#### Excerpted text:
______________________________

Your tempo: Olafur Eliasson is presented in conjunction with a separate exhibition also organized by SFMOMA. Curated by Madeleine Grynsztejn, in close collaboration with the artist, Take your time: Olafur Eliasson (September 8, 2007 through February 24, 2008) marks the first major U.S. survey of Eliasson's projects from 1993 to the present, and will travel nationally following its San Francisco debut. Venues will include the Museum of Modern Art, NY, and the P.S.1 Contemporary Art Center.

The BMW H2R Car.

With the hydrogen-powered BMW H2R as their latest Art Car, the BMW Group is continuing in the true tradition of the BMW Art Car Collection. The BMW H2R research vehicle has established nine records for hydrogen-powered vehicles featuring a combustion engine. On the high-speed track at Miramas (France) the company proved that hydrogen can replace conventional fuels, without the driver having to forego the driving dynamics offered by modern cars.

The technical specifications of the H2R are verification of this. The twelve-cylinder, six-litre engine delivers more than 210 kW/285 bhp. With such power available, the prototype accelerates from 0-62 mph in around six seconds, achieving a top speed of over 300 km/h (186 mph). The hydrogen combustion engine is based on the petrol-driven power unit featured in the BMW 760i, consequently it is equipped with state-of-the-art technologies such as Valvetronic fully variable valve control.

The BMW Art Car Collection.

Established in 1975, the BMW Art Car Collection now includes 16 works by prominent artists - including David Hockney, Jenny Holzer, Roy Lichtenstein, Frank Stella, Robert Rauschenberg, and Andy Warhol - each making a unique artistic statement about the appearance and meaning of cars in our time. It was the French racing driver Hervé Poulain who first commissioned an artist - his friend Alexander Calder - to paint his BMW racecar in the early 1970s, and this was the spark that led BMW to develop the Art Car program. Apart from being permanently displayed at the BMW Museum in Munich, cars from the collection have been exhibited by numerous museums and galleries worldwide, including the Louvre in Paris, the Palazzo Grassi in Venice, the Powerhouse Museum in Sydney, and the Guggenheim museums in New York and Bilbao.

______________________________

#### Entries shown:
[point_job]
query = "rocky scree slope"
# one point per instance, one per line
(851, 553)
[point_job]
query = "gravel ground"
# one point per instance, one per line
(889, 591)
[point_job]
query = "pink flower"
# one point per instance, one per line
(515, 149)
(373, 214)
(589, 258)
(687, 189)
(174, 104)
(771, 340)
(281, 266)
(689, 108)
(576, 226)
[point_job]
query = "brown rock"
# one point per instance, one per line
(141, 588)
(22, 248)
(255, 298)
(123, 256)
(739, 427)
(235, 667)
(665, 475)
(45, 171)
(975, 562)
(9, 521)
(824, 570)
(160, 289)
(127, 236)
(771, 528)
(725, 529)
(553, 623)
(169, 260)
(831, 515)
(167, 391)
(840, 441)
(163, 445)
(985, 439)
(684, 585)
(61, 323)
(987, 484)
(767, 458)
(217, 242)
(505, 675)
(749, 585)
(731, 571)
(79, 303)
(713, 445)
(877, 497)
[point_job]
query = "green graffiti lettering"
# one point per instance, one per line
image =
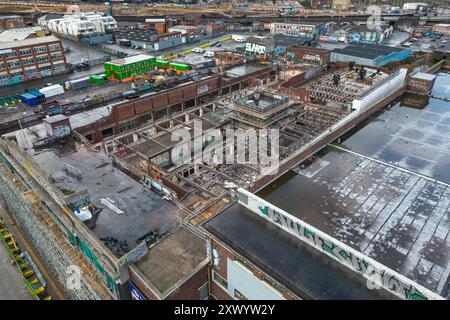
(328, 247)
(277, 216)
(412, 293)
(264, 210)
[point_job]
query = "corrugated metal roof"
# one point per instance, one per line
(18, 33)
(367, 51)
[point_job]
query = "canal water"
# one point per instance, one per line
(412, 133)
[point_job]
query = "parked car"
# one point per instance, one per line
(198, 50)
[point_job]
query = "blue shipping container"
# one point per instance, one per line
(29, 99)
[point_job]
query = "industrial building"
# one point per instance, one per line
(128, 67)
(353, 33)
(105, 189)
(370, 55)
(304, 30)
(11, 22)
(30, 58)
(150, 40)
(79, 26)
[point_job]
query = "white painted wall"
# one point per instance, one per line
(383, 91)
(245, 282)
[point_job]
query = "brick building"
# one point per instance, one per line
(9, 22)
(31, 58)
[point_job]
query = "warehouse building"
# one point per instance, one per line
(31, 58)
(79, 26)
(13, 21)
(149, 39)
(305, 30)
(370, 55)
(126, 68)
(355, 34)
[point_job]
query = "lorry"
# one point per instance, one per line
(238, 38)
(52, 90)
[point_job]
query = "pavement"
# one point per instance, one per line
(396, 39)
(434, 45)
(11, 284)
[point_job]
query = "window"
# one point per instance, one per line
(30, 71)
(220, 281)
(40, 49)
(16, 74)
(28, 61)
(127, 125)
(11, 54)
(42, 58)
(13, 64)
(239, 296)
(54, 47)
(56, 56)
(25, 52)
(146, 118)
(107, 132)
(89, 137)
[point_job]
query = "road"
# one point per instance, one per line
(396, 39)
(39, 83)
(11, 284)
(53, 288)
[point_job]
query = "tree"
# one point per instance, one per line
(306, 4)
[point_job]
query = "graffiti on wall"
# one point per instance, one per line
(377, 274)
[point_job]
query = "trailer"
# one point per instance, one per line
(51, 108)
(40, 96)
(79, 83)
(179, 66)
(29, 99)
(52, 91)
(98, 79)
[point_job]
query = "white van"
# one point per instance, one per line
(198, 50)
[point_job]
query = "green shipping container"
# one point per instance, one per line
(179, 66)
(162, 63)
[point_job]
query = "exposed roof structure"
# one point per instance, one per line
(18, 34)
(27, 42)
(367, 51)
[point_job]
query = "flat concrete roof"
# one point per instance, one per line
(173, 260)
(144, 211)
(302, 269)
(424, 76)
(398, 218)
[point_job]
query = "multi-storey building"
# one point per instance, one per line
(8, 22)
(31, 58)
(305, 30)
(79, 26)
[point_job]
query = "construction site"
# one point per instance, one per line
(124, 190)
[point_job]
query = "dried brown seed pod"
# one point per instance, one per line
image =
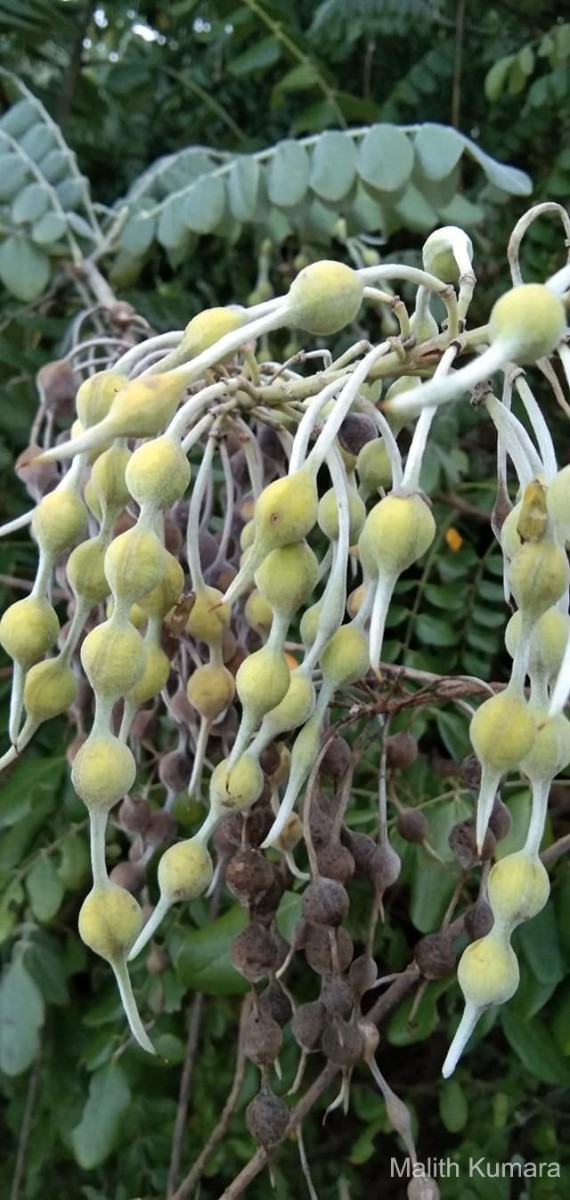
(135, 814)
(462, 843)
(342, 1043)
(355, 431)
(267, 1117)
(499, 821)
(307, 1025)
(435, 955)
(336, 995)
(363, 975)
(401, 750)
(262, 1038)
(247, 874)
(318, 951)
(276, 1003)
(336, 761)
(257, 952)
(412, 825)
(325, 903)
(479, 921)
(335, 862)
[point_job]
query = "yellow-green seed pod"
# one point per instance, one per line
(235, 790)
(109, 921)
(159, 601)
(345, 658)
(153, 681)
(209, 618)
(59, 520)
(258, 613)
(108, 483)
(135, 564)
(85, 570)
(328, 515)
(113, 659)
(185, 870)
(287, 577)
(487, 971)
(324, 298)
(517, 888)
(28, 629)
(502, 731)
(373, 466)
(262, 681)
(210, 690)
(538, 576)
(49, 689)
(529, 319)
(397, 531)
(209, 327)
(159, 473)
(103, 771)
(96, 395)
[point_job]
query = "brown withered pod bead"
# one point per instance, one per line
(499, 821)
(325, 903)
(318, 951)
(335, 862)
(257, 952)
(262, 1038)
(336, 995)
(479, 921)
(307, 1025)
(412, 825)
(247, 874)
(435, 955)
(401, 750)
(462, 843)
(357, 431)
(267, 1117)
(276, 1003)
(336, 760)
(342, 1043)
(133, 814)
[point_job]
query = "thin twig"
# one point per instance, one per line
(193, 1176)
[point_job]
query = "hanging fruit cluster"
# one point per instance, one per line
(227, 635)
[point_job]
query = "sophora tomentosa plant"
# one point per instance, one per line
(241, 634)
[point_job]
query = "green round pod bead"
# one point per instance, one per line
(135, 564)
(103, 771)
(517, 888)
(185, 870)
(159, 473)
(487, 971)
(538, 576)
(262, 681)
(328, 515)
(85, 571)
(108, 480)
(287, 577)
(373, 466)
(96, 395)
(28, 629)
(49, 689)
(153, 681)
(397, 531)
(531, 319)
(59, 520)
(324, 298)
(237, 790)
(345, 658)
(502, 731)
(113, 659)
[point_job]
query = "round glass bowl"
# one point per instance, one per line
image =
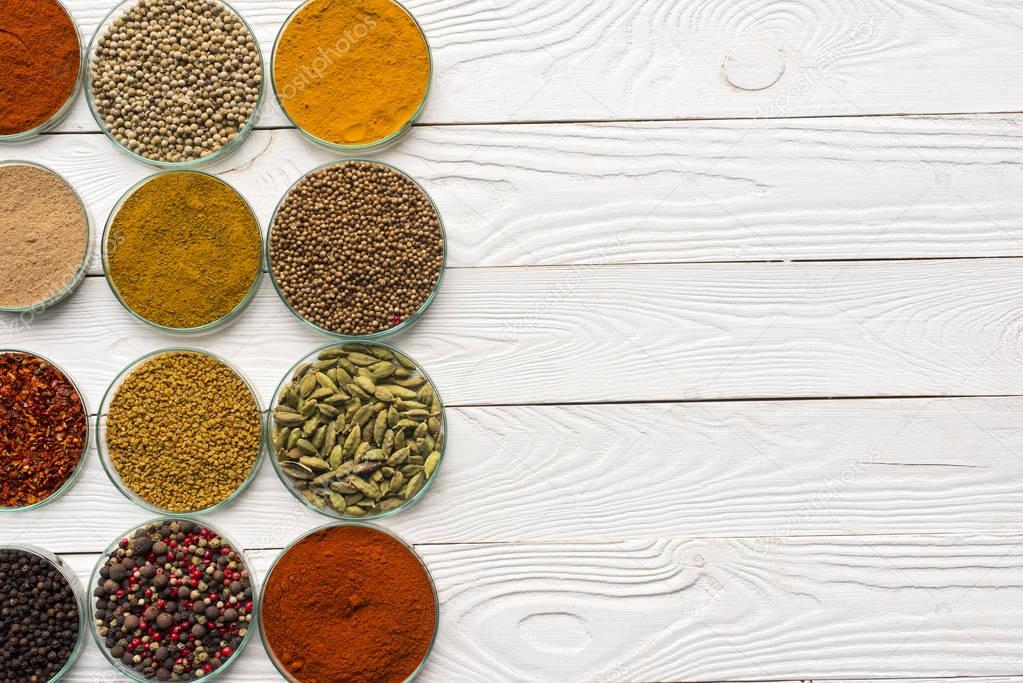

______________________________

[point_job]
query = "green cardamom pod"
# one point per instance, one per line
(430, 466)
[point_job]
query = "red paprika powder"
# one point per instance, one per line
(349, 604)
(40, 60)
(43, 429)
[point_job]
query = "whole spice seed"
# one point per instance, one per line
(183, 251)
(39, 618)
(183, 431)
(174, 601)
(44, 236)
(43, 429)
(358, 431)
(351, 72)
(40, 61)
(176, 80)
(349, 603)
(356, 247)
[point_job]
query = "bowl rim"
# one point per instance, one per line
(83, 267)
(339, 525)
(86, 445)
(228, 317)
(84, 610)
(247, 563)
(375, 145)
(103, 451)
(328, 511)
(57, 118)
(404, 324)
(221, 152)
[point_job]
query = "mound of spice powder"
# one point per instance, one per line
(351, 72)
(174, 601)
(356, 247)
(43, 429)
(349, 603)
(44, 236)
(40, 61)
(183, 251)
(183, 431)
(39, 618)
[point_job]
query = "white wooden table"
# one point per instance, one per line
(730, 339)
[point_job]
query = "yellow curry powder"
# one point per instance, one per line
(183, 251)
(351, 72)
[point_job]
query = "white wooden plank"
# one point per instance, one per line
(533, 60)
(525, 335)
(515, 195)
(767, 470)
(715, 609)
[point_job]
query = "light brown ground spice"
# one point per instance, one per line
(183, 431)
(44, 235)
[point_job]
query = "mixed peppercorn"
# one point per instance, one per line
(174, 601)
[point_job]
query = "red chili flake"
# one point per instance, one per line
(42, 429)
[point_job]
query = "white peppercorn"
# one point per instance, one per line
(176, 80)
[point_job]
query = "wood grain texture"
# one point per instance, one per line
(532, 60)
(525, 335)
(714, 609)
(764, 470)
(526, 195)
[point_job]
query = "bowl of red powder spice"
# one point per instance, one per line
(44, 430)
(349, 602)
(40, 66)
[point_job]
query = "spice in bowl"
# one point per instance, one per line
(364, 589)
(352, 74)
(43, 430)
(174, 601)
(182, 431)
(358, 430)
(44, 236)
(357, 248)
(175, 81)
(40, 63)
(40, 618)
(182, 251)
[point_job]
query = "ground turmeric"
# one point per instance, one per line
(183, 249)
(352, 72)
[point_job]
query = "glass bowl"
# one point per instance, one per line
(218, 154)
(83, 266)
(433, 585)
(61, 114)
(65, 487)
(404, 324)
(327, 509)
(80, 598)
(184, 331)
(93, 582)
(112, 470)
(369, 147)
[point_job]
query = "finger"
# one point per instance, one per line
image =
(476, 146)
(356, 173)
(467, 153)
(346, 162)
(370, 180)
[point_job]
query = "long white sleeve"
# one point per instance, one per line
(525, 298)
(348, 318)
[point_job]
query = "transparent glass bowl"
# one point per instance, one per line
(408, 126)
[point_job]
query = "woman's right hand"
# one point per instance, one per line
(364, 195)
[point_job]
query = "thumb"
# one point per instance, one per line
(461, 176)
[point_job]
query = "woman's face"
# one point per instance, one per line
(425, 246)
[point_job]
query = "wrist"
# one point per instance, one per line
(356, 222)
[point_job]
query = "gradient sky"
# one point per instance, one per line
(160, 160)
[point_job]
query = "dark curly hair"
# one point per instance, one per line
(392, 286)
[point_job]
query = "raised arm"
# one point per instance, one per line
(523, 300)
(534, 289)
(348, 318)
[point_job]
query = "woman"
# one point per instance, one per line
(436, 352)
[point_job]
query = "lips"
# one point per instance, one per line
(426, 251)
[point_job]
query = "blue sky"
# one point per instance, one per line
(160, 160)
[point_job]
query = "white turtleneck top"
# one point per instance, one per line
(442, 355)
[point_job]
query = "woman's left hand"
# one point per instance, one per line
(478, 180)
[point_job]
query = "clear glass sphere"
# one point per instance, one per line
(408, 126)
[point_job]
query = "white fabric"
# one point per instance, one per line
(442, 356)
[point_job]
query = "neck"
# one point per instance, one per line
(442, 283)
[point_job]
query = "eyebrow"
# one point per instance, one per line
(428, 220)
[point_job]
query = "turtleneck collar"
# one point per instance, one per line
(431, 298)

______________________________

#### Tasks for this exercise:
#1 Copy the passage about BMW Art Cars word for word, beginning at "The BMW H2R Car." and stopping after "by modern cars.".
#2 Count how many lines in the entries contain the string "blue", matching case exactly, and reply with the number only.

#### Set of answers:
#1
The BMW H2R Car.

With the hydrogen-powered BMW H2R as their latest Art Car, the BMW Group is continuing in the true tradition of the BMW Art Car Collection. The BMW H2R research vehicle has established nine records for hydrogen-powered vehicles featuring a combustion engine. On the high-speed track at Miramas (France) the company proved that hydrogen can replace conventional fuels, without the driver having to forego the driving dynamics offered by modern cars.

#2 2